↓↓↓

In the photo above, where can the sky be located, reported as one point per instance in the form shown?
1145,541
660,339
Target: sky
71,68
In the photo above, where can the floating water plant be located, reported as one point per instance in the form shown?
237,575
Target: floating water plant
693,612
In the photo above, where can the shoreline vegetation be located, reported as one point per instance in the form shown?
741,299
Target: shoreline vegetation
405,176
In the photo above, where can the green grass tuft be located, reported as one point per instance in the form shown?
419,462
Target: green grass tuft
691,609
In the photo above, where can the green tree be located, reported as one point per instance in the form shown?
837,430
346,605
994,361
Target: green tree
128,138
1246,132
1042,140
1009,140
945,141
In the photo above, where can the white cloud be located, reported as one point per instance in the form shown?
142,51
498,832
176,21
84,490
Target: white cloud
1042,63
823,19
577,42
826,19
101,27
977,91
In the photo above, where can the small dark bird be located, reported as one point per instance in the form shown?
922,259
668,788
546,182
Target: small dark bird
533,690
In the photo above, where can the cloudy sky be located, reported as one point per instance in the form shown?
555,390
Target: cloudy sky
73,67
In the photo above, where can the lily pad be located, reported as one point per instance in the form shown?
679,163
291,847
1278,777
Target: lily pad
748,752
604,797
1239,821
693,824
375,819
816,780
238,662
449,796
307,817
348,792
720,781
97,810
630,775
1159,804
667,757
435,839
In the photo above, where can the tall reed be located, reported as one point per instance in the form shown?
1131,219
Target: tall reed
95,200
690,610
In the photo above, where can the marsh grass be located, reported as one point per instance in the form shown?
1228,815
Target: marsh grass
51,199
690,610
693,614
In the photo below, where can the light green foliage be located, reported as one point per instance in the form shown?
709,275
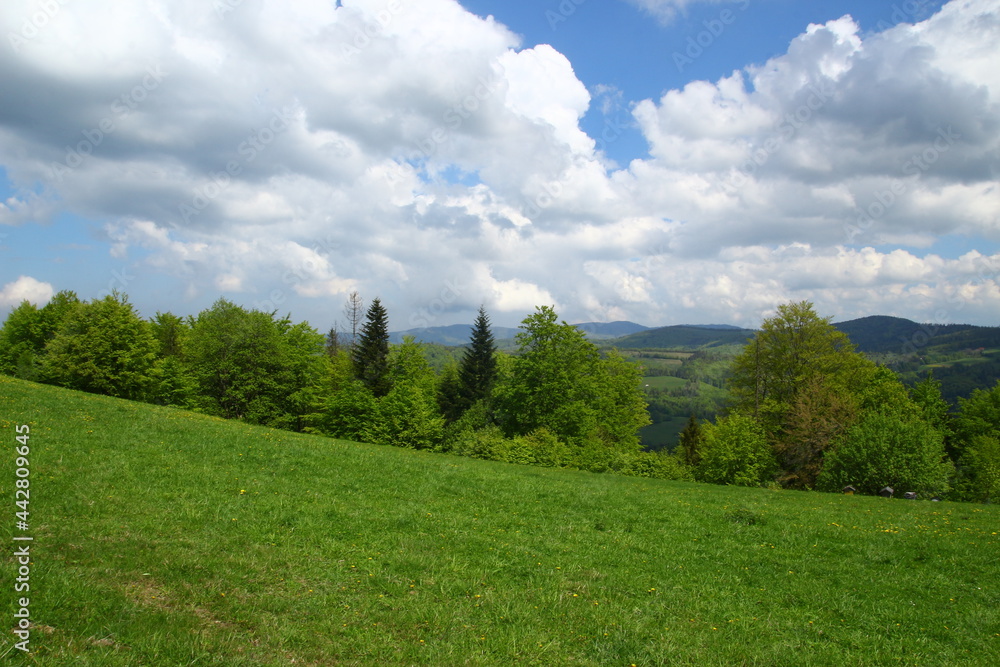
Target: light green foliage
735,451
559,381
977,438
102,347
818,416
28,330
934,410
250,366
888,449
172,383
791,347
408,415
21,342
342,407
171,332
449,393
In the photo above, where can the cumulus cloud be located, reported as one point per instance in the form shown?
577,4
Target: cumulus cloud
667,10
286,156
25,288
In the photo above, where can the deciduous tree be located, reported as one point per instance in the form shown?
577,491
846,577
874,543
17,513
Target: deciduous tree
103,347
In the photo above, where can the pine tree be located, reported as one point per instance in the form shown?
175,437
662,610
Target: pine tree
690,441
353,309
371,353
479,367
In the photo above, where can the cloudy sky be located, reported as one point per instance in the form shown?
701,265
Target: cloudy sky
661,161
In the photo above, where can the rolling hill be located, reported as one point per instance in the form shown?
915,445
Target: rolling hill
883,334
164,537
685,337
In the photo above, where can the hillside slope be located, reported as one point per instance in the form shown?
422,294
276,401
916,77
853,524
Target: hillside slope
163,537
685,337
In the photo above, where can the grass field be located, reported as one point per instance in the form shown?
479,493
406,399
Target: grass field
667,382
167,538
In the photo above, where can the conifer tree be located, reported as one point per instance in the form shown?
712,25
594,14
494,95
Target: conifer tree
479,367
690,442
371,353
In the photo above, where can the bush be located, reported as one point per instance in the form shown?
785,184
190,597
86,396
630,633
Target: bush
887,450
735,451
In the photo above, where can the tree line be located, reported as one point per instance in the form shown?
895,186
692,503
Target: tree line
556,401
807,411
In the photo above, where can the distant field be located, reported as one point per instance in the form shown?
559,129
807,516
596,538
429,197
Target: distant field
162,537
667,382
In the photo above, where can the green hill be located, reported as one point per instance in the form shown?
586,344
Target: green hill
882,334
684,337
162,537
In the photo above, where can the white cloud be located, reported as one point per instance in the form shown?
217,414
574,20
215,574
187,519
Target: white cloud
667,10
25,288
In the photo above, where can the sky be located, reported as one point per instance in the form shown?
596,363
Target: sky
659,161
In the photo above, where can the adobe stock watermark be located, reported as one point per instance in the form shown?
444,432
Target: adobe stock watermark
818,95
299,274
248,150
696,45
439,305
22,556
883,200
35,23
120,109
562,12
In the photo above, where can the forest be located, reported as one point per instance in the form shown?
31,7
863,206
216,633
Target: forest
804,409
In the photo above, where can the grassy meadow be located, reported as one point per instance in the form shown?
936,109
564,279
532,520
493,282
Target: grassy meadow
163,537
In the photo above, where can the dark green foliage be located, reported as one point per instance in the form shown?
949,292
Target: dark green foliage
691,440
792,347
449,396
408,415
102,347
171,333
28,330
250,366
888,449
559,381
370,353
342,407
977,451
478,371
736,451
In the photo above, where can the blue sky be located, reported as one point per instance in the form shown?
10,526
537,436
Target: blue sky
661,161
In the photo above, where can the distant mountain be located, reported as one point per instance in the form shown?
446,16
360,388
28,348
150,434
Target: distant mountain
881,334
598,330
686,336
453,334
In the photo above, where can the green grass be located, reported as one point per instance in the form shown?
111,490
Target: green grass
167,538
664,382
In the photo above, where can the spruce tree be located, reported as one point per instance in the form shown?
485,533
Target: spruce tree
479,366
691,441
371,353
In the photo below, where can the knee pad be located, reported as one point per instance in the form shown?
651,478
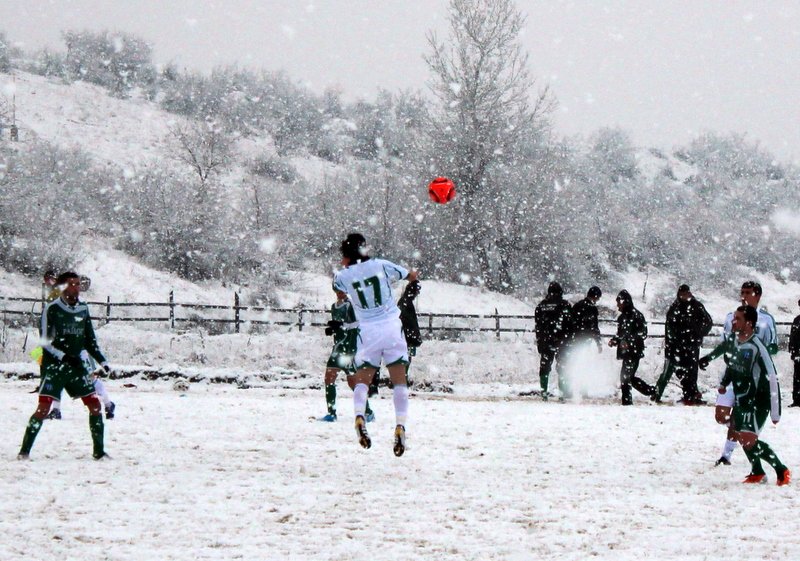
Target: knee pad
93,404
43,408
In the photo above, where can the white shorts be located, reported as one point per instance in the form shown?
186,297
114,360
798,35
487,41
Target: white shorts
726,399
381,341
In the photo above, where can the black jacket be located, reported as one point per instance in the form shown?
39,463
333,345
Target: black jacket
631,333
553,317
687,323
585,320
794,339
408,315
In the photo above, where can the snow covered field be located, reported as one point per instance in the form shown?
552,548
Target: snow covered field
224,473
221,473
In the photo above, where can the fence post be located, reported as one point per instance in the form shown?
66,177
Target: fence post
236,311
172,309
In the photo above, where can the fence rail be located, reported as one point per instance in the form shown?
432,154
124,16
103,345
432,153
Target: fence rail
27,311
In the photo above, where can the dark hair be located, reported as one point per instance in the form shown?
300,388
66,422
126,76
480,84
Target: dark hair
754,285
750,314
625,297
354,247
64,277
554,289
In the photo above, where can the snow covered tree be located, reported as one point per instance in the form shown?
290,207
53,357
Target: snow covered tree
481,80
201,145
117,61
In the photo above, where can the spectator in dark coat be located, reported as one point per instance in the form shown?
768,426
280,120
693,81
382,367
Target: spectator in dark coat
585,318
687,323
629,341
411,331
794,351
553,318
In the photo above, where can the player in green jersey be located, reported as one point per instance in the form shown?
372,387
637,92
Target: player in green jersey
68,342
765,330
751,375
343,327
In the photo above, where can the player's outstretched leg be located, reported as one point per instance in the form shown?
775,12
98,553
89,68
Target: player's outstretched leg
360,405
34,426
399,440
361,430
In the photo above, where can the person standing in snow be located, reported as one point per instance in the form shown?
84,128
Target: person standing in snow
794,351
750,375
686,325
99,385
69,339
629,341
368,283
585,319
343,327
765,330
408,319
553,327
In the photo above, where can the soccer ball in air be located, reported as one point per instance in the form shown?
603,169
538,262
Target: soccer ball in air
442,190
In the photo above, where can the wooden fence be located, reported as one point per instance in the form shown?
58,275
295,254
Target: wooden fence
26,312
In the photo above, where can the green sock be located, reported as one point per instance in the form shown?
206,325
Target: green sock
755,461
96,428
34,425
765,452
330,398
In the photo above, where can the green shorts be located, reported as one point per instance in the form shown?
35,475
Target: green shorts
749,419
341,361
56,378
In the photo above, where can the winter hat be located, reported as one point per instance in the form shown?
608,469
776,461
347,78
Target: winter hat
354,247
625,297
554,289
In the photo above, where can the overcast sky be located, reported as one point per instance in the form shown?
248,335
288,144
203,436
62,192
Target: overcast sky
666,70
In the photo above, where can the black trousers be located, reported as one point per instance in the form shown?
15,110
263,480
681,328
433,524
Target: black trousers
628,379
796,383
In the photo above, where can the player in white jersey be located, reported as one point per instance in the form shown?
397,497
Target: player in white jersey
368,282
767,333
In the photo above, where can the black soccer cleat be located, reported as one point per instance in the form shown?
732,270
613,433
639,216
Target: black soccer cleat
361,430
399,440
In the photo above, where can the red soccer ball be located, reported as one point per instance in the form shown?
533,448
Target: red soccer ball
442,190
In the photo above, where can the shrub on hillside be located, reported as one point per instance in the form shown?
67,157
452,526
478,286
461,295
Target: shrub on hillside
117,61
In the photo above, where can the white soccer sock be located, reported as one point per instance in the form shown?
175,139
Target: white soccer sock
100,390
400,398
360,399
727,450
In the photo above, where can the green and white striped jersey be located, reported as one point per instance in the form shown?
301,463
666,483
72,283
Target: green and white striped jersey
751,372
68,330
765,330
369,285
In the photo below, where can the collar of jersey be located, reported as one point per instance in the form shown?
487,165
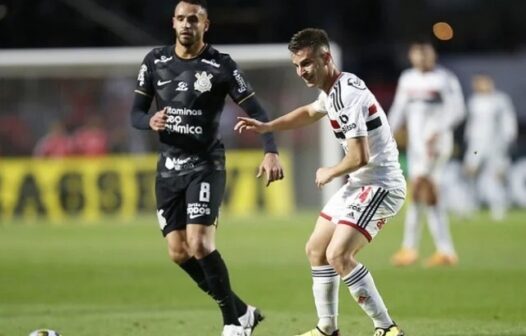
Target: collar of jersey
335,81
173,53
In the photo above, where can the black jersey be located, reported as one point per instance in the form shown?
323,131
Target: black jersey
194,92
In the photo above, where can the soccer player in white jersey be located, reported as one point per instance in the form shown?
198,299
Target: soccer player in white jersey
375,189
491,128
429,100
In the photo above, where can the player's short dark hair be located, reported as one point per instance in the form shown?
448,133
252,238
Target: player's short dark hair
309,38
201,3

↑↑↑

**The problem**
The string "below" appears on some lines of the data; count those lines and report only how many there are.

**Output for this task**
3